- Problem details
Find every line in the entries below that contains the word "jacket", and copy each of those lines in full.

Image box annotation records
▼▼▼

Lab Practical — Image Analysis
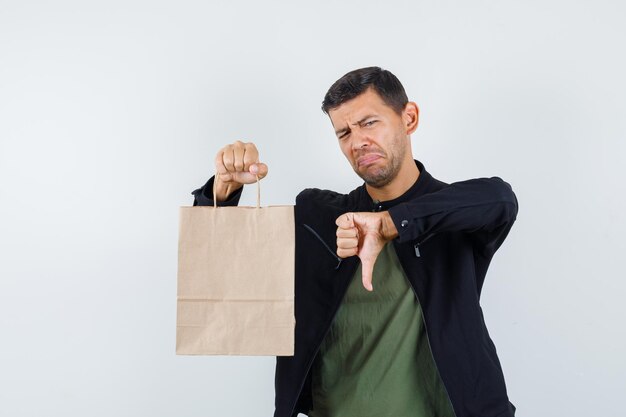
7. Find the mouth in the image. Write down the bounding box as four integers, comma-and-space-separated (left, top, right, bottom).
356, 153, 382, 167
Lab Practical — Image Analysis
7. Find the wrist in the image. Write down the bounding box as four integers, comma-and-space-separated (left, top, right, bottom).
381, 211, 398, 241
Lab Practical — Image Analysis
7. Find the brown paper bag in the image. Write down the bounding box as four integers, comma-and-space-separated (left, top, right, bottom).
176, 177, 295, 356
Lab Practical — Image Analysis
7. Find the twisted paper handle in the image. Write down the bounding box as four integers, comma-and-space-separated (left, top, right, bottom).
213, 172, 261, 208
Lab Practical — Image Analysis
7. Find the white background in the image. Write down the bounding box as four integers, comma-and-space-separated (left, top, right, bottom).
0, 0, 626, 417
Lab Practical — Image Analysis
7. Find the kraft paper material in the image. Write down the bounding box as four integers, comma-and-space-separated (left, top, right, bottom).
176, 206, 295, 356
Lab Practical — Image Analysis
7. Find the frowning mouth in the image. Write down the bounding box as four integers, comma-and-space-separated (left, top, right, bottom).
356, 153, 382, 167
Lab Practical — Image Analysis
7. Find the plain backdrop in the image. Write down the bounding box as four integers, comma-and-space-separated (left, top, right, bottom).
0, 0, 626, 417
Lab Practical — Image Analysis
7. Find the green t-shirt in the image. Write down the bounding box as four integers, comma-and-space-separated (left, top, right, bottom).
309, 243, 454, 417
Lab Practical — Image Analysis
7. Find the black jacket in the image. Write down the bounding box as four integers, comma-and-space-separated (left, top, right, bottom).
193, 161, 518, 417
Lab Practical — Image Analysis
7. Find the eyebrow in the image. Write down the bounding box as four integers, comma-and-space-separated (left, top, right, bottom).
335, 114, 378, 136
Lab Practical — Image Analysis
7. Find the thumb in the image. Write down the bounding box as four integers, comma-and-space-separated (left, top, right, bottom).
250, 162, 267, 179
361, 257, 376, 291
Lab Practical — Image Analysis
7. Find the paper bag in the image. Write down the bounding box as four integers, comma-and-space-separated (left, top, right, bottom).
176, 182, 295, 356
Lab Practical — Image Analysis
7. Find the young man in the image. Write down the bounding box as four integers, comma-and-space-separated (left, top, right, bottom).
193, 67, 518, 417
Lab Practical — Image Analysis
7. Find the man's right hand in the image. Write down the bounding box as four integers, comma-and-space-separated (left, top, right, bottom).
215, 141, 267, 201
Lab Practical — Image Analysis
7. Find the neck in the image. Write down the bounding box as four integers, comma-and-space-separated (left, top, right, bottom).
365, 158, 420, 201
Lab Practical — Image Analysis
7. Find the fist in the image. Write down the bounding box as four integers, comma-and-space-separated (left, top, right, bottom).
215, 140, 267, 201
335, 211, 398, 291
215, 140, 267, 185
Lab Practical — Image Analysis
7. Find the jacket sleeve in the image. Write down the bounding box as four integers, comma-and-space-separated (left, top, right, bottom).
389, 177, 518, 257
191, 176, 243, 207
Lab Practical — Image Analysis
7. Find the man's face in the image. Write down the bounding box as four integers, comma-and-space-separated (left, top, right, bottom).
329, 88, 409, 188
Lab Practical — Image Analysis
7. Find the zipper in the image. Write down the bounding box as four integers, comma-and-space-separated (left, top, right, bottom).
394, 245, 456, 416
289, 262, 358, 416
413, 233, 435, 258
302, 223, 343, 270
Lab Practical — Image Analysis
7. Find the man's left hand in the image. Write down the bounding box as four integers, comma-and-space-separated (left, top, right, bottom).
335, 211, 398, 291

▲▲▲
▼▼▼

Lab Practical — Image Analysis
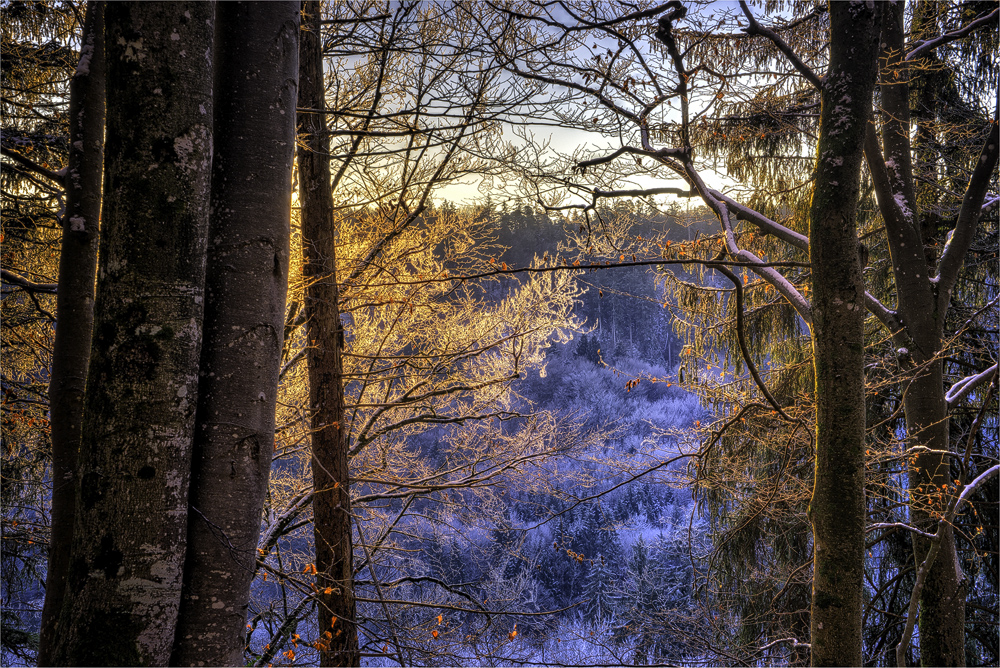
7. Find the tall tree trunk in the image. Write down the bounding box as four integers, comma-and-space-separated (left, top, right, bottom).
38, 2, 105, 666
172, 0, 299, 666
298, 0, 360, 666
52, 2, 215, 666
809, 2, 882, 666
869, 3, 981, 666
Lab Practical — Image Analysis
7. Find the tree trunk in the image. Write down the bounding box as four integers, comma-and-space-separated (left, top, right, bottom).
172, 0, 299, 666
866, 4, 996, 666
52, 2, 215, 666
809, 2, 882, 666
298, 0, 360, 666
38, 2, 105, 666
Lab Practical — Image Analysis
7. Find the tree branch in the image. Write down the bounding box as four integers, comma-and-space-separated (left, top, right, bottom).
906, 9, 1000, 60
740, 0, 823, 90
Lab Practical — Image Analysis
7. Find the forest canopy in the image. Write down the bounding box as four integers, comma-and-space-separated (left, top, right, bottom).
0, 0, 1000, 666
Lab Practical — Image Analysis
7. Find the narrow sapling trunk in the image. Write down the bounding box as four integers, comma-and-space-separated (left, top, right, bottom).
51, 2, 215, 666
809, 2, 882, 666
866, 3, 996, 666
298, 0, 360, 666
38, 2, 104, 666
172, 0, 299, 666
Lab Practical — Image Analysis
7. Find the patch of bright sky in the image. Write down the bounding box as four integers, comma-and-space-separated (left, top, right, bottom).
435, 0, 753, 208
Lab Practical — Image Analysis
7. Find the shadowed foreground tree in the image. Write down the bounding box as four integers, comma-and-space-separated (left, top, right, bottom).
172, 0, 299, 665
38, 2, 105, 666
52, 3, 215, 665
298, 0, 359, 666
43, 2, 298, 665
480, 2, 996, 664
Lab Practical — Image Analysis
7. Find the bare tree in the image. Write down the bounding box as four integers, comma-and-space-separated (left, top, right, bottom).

▲▲▲

- Exercise result
7. Find the black jacket in the image. Write down the bounding box as four integers, comma-and-space-separated (left, top, right, bottom).
7. Find the jacket sleeve in the image. Write down the bounding box as four integers, comma-and-space-separated (left, top, right, bottom).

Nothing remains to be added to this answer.